#### WHAT TO DO:
Reproduce the honey bee text word for word, starting with "Bartholomew’s backyard is" and going on through "as a woman.".

#### DOCUMENT SEGMENT:
Flowers produced bright colors and tantalizing nectars, appealing to their pollinators. Bees adapted from the wasps that once fed on the pollen-feeding insects. Now adaptions such as UV vision, hairy bodies, and straw-like proboscises make honey bees superior pollinators.
Of America’s 115 top crops, 87 are dependent on honeybee pollination, according to the White House Website. Professor of Entomology at Michigan State University and long-time student of bees, Zachary Huang, explained that this equates to one billion dollars worth of crops per year in Michigan.
Mark Bartholomew lives with more than 100,000 honey bees in his residential yard. His neighbors are unaware and his grandchildren are in love. “[Exposing them to colonies] is how you teach little children to love bees,” said Bartholomew.
Bartholomew’s backyard is lined with his neighbor’s fence and tall shrubs. Behind these borders are a garden, a shed and a pair of hives- one nearly as tall as a woman.
On a summer day, there’s never a dull moment. Bee’s are continuously buzzing in and out. Occasionally a fight ensues when a yellow jacket tries invading the hive.
Honey bees are reluctant to sting because they have a docile nature and die as a result, according to garderners.com. Yellow jackets become a common pest and are mistaken for bees in late summer when their population is high. Physically bees are distinguished from other stingers by their fuzzy body, four wings and presence on flowers.

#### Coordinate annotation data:
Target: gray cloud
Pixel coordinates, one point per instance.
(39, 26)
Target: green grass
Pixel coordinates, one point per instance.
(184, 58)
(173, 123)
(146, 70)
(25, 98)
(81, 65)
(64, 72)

#### EXERCISE ANSWER:
Bartholomew’s backyard is lined with his neighbor’s fence and tall shrubs. Behind these borders are a garden, a shed and a pair of hives- one nearly as tall as a woman.